• _ARAHAN SINGKAT 1_
Sebutkan semua istilah yang dipakai dalam psikologi dan aliran behaviourisme untuk seperangkat kemampuan dasar yang cenderung berkembang, seperti yang disebut dalam kutipan tentang fitrah manusia.

• _KUTIPAN TEKS_
####

Sunday, March 15, 2015

Fitrah Manusia



FITRAH MANUSIA
Makalah Disusun Guna Memenuhi Tugas
Mata Kuliah: Ilmu Pendidikan Islam
Yang Diampu Oleh: Dr. Darmuin, M.Ag.


Diedit Oleh,
Baihaqi (133111013)

FAKULTAS ILMU TARBIYAH DAN KEGURUAN
UNIVERSITAS ISLAM NEGERI (UIN) WALISONGO
SEMARANG
2014

BAB I
PENDAHULUAN
A.    Latar Belakang
                        Akal adalah salah satu potensi rohani yang dimiliki oleh manusia. Di samping akal manusia mempunyai potensi rohani lain yang disebut dengan fitrah. Secara fitri, Allah SWT sebagai  sang khalik telah menciptakan manusia sebagai suatu makhluk yang istimewa, yaitu makhluk yang memiliki berbagai macam kelebihan dibandingkan dengan makhluk-makhluk yang lainnya, baik itu kelebihan dari segi jasmani maupun rohani.
             Dalam struktur jasmaniah dan rohaniah itu, Allah memberikan seperangkat kemampuan dasar yang memiliki kecenderungan berkembang, dalam psikologi disebut potensialitas atau disposisi, dan menurut aliran behaviourisme disebut prepotence reflexes (kemampuan dasar yang dapat berkembang). Oleh sebab itu, untuk mengatur fitrah atau potensi yang ada dan agar dapat menggunakannya secara optimal, manusia dirasa perlu mengetahui hakekat dari fitrah itu sendiri.

####

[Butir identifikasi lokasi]
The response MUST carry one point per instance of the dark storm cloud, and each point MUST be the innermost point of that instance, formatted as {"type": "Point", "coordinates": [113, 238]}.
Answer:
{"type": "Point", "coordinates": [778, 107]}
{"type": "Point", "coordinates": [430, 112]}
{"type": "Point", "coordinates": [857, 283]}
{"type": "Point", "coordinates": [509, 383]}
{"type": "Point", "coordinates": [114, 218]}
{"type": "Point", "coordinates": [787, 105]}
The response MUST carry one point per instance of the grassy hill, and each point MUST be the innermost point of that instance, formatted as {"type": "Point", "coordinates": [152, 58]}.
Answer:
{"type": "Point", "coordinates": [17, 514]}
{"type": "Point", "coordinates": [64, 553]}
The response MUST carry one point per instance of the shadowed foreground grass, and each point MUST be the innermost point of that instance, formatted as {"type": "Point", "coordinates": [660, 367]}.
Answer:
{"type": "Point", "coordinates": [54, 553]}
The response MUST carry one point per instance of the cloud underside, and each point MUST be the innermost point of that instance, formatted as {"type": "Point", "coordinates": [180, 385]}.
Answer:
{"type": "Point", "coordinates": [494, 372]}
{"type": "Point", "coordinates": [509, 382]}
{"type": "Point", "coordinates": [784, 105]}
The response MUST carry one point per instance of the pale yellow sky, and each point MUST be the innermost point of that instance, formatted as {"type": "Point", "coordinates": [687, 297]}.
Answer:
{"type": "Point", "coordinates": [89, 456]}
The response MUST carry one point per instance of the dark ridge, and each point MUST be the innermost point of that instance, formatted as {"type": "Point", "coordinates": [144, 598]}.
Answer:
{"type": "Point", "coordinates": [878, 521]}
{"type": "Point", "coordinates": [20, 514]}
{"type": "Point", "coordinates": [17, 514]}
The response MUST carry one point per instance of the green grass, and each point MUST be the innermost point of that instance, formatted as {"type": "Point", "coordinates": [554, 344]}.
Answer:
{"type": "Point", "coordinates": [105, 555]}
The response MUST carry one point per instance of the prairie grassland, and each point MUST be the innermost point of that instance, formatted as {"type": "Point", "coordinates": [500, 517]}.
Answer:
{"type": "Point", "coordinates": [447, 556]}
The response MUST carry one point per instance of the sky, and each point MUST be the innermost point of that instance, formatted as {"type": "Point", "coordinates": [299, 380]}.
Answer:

####

• _ARAHAN SINGKAT 2_
Geser setiap angka koordinat dalam jawaban sebesar -19, lalu tulis ulang bagian daftar dari baris yang memuat "The response MUST carry one point per instance of the shadowed" sampai akhir daftar, termasuk permintaannya.

• _HASIL AKHIR 1_
potensialitas
disposisi
prepotence reflexes (kemampuan dasar yang dapat berkembang)

• _HASIL AKHIR 2_
The response MUST carry one point per instance of the shadowed foreground grass, and each point MUST be the innermost point of that instance, formatted as {"type": "Point", "coordinates": [660, 367]}.
Answer:
{"type": "Point", "coordinates": [35, 534]}
The response MUST carry one point per instance of the cloud underside, and each point MUST be the innermost point of that instance, formatted as {"type": "Point", "coordinates": [180, 385]}.
Answer:
{"type": "Point", "coordinates": [475, 353]}
{"type": "Point", "coordinates": [490, 363]}
{"type": "Point", "coordinates": [765, 86]}
The response MUST carry one point per instance of the pale yellow sky, and each point MUST be the innermost point of that instance, formatted as {"type": "Point", "coordinates": [687, 297]}.
Answer:
{"type": "Point", "coordinates": [70, 437]}
The response MUST carry one point per instance of the dark ridge, and each point MUST be the innermost point of that instance, formatted as {"type": "Point", "coordinates": [144, 598]}.
Answer:
{"type": "Point", "coordinates": [859, 502]}
{"type": "Point", "coordinates": [1, 495]}
{"type": "Point", "coordinates": [-2, 495]}
The response MUST carry one point per instance of the green grass, and each point MUST be the innermost point of that instance, formatted as {"type": "Point", "coordinates": [554, 344]}.
Answer:
{"type": "Point", "coordinates": [86, 536]}
The response MUST carry one point per instance of the prairie grassland, and each point MUST be the innermost point of that instance, formatted as {"type": "Point", "coordinates": [500, 517]}.
Answer:
{"type": "Point", "coordinates": [428, 537]}
The response MUST carry one point per instance of the sky, and each point MUST be the innermost point of that instance, formatted as {"type": "Point", "coordinates": [299, 380]}.
Answer:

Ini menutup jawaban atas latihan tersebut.